## GOAL
Render the material below as a Markdown table with the columns Row and Line, one line per row with its number, and leave out any blank lines.
----- DATA EXTRACT
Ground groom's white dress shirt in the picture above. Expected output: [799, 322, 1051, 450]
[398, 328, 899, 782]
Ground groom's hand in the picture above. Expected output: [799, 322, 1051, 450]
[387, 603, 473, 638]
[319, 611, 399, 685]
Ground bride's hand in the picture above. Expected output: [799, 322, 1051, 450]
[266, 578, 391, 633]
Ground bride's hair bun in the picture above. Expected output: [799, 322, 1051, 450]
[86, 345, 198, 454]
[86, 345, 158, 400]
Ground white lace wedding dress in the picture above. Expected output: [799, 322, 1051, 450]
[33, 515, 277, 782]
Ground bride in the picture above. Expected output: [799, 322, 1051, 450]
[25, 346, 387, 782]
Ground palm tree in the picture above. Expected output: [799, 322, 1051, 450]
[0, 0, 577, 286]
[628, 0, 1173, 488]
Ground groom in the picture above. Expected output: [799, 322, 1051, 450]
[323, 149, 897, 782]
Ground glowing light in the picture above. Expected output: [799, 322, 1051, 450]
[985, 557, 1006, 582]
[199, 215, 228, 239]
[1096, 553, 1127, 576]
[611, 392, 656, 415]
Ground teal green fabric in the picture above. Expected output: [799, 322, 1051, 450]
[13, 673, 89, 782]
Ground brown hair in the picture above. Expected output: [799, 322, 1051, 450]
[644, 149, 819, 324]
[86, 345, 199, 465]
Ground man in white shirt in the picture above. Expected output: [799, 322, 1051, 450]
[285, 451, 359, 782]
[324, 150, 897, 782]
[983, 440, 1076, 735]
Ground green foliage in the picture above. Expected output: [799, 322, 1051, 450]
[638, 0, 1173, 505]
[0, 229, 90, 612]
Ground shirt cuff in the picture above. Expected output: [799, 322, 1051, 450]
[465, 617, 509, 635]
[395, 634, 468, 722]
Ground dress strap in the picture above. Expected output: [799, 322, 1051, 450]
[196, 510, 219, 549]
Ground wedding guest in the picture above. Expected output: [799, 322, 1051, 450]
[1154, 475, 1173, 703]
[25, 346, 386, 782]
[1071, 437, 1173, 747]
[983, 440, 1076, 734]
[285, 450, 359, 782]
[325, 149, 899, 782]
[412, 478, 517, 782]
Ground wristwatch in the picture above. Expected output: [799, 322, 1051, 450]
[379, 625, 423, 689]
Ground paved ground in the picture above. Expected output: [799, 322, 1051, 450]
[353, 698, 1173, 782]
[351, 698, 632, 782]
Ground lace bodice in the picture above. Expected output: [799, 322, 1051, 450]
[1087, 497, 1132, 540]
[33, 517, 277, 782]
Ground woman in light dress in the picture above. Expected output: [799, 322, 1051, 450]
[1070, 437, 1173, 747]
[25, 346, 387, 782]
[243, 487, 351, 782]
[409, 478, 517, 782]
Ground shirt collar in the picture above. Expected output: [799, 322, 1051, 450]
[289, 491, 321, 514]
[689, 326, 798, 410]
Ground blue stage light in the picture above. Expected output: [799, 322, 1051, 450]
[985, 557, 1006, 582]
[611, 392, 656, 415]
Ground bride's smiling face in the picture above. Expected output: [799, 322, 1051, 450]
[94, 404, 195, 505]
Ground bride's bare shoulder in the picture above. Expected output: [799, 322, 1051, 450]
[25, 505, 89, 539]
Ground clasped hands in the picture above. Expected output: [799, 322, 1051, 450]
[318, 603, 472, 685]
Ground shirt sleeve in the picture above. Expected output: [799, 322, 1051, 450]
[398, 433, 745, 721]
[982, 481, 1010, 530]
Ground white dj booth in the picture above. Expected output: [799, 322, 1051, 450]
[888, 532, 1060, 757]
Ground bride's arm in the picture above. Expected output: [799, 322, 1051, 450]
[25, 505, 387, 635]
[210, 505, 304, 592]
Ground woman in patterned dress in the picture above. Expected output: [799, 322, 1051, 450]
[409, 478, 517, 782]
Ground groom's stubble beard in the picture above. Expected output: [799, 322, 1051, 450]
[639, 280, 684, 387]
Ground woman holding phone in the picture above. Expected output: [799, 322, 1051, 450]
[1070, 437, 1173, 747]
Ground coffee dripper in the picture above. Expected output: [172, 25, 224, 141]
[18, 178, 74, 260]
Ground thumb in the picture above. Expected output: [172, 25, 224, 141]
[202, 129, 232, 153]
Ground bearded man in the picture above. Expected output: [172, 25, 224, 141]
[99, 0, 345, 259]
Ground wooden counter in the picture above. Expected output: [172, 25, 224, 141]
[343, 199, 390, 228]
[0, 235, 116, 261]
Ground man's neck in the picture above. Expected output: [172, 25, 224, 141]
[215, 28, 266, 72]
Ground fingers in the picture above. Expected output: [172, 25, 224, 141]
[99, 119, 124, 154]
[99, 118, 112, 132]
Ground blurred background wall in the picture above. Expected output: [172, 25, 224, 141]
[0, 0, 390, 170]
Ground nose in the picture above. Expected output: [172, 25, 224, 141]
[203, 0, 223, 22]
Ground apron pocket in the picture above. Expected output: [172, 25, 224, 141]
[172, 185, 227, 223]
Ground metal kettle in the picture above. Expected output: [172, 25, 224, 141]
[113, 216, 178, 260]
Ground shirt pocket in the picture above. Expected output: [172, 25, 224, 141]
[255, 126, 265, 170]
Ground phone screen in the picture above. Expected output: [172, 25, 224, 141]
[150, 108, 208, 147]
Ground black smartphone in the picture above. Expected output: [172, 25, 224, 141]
----------
## WRITTEN ANSWER
| Row | Line |
|---|---|
| 1 | Ground groom's white dress shirt in the picture above. Expected output: [799, 322, 1051, 450] |
| 2 | [398, 328, 899, 782] |
| 3 | Ground groom's hand in the picture above. Expected output: [799, 322, 1051, 450] |
| 4 | [387, 603, 473, 638] |
| 5 | [319, 611, 399, 685] |
| 6 | Ground bride's hand in the picture above. Expected output: [799, 322, 1051, 450] |
| 7 | [266, 578, 391, 633] |
| 8 | Ground bride's hair bun in the picture above. Expected output: [799, 322, 1051, 450] |
| 9 | [86, 345, 198, 454] |
| 10 | [86, 345, 158, 400] |
| 11 | Ground white lace wedding dress in the picture above. Expected output: [799, 322, 1051, 450] |
| 12 | [33, 515, 277, 782] |
| 13 | Ground bride in the picture above. Expected output: [799, 322, 1051, 450] |
| 14 | [25, 346, 387, 782] |
| 15 | Ground palm tree in the picture above. Expected output: [799, 322, 1051, 450] |
| 16 | [0, 0, 577, 286] |
| 17 | [628, 0, 1173, 488] |
| 18 | Ground groom in the picture above. Expected output: [799, 322, 1051, 450] |
| 19 | [323, 149, 897, 782] |
| 20 | Ground glowing light in the picture above. Expected output: [799, 322, 1051, 450] |
| 21 | [985, 557, 1006, 582] |
| 22 | [199, 215, 228, 239] |
| 23 | [1096, 553, 1127, 576] |
| 24 | [611, 392, 656, 415] |
| 25 | Ground teal green fabric in the picture above. Expected output: [799, 322, 1051, 450] |
| 26 | [13, 673, 89, 782] |
| 27 | Ground brown hair in the picture above. Expected output: [799, 322, 1051, 450] |
| 28 | [644, 149, 819, 324] |
| 29 | [86, 345, 199, 465] |
| 30 | Ground man in white shirt in the picture above. Expected output: [799, 322, 1051, 450] |
| 31 | [285, 451, 359, 782] |
| 32 | [324, 150, 897, 782] |
| 33 | [983, 440, 1076, 735] |
| 34 | Ground green foliage in the picture above. Expected output: [799, 322, 1051, 450] |
| 35 | [638, 0, 1173, 505] |
| 36 | [0, 229, 90, 612] |
| 37 | Ground shirt cuff in the picture above. Expected output: [799, 322, 1051, 450] |
| 38 | [465, 617, 509, 635] |
| 39 | [395, 634, 468, 722] |
| 40 | Ground dress strap in the picture above. Expected output: [799, 322, 1051, 450] |
| 41 | [196, 510, 219, 549] |
| 42 | Ground wedding guest in the picture above. Expected output: [799, 322, 1051, 450] |
| 43 | [1154, 475, 1173, 703] |
| 44 | [25, 346, 386, 782] |
| 45 | [1071, 437, 1173, 747] |
| 46 | [983, 440, 1076, 734] |
| 47 | [285, 450, 359, 782] |
| 48 | [325, 149, 899, 782] |
| 49 | [412, 478, 517, 782] |
| 50 | Ground wristwatch in the picture above. Expected output: [799, 322, 1051, 450] |
| 51 | [379, 625, 423, 689] |
| 52 | Ground paved ground in the picture above. Expected output: [799, 322, 1051, 450] |
| 53 | [353, 698, 1173, 782] |
| 54 | [351, 698, 632, 782] |
| 55 | Ground lace bodice in the picture above. Expected output: [799, 322, 1051, 450] |
| 56 | [1087, 497, 1132, 540] |
| 57 | [33, 517, 277, 782] |
| 58 | Ground woman in light dress in the picture above. Expected output: [799, 322, 1051, 450] |
| 59 | [1070, 437, 1173, 747] |
| 60 | [25, 346, 387, 782] |
| 61 | [243, 487, 351, 782] |
| 62 | [409, 478, 517, 782] |
| 63 | Ground shirt collar in the picture above. Expected output: [799, 322, 1051, 450] |
| 64 | [289, 491, 321, 514] |
| 65 | [689, 326, 798, 410] |
| 66 | Ground blue stage light in the picture above. Expected output: [799, 322, 1051, 450] |
| 67 | [985, 557, 1006, 582] |
| 68 | [611, 392, 656, 415] |
| 69 | Ground bride's smiling face in the picture above. Expected output: [799, 322, 1051, 450] |
| 70 | [94, 404, 195, 505] |
| 71 | Ground bride's bare shoulder in the picture above. Expected output: [799, 322, 1051, 450] |
| 72 | [25, 505, 89, 539] |
| 73 | Ground clasped hands in the picture above. Expected output: [799, 322, 1051, 450] |
| 74 | [318, 603, 472, 685] |
| 75 | Ground shirt sleeve in the picture above. Expected output: [799, 322, 1051, 450] |
| 76 | [398, 433, 745, 721] |
| 77 | [982, 481, 1010, 530] |
| 78 | Ground white dj booth in the picture above. Expected output: [799, 322, 1051, 450] |
| 79 | [888, 532, 1060, 757] |
| 80 | Ground bride's arm in the picture above. Expected output: [799, 322, 1051, 450] |
| 81 | [25, 505, 387, 635] |
| 82 | [210, 505, 304, 592] |
| 83 | Ground woman in patterned dress in the picture above. Expected output: [799, 322, 1051, 450] |
| 84 | [409, 478, 517, 782] |
| 85 | Ground groom's stubble beard in the picture above. Expected output: [799, 322, 1051, 450] |
| 86 | [639, 280, 684, 387] |
| 87 | Ground woman holding phone in the picture above. Expected output: [799, 322, 1051, 450] |
| 88 | [1070, 437, 1173, 747] |
| 89 | Ground coffee dripper in the picture above. Expected output: [172, 25, 224, 141] |
| 90 | [18, 178, 74, 260] |
| 91 | Ground thumb in the picture above. Expected output: [172, 25, 224, 141] |
| 92 | [202, 129, 232, 153] |
| 93 | Ground bearded man in the picture above. Expected output: [172, 25, 224, 141] |
| 94 | [99, 0, 345, 259] |
| 95 | Ground wooden counter in the picture above. Expected output: [172, 25, 224, 141] |
| 96 | [343, 199, 390, 228] |
| 97 | [0, 235, 116, 261] |
| 98 | Ground man's neck in the picture above. Expected output: [172, 25, 224, 141] |
| 99 | [215, 28, 266, 72] |
| 100 | Ground fingers in the picture above. Expected output: [172, 25, 224, 141] |
| 101 | [99, 119, 124, 154] |
| 102 | [99, 118, 112, 132] |
| 103 | Ground blurred background wall in the picture above. Expected output: [172, 25, 224, 141] |
| 104 | [0, 0, 390, 170] |
| 105 | Ground nose in the picture above. Expected output: [172, 25, 224, 141] |
| 106 | [203, 0, 223, 22] |
| 107 | Ground apron pocket in the picture above. Expected output: [172, 25, 224, 141] |
| 108 | [172, 185, 227, 223] |
| 109 | Ground metal kettle in the picture above. Expected output: [172, 25, 224, 141] |
| 110 | [113, 216, 178, 260] |
| 111 | Ground shirt pocket in the picture above. Expected output: [172, 25, 224, 141] |
| 112 | [255, 126, 265, 170] |
| 113 | Ground phone screen in the picture above. Expected output: [172, 25, 224, 141] |
| 114 | [150, 108, 208, 147] |
| 115 | Ground black smartphone in the picture above. Expected output: [172, 25, 224, 141] |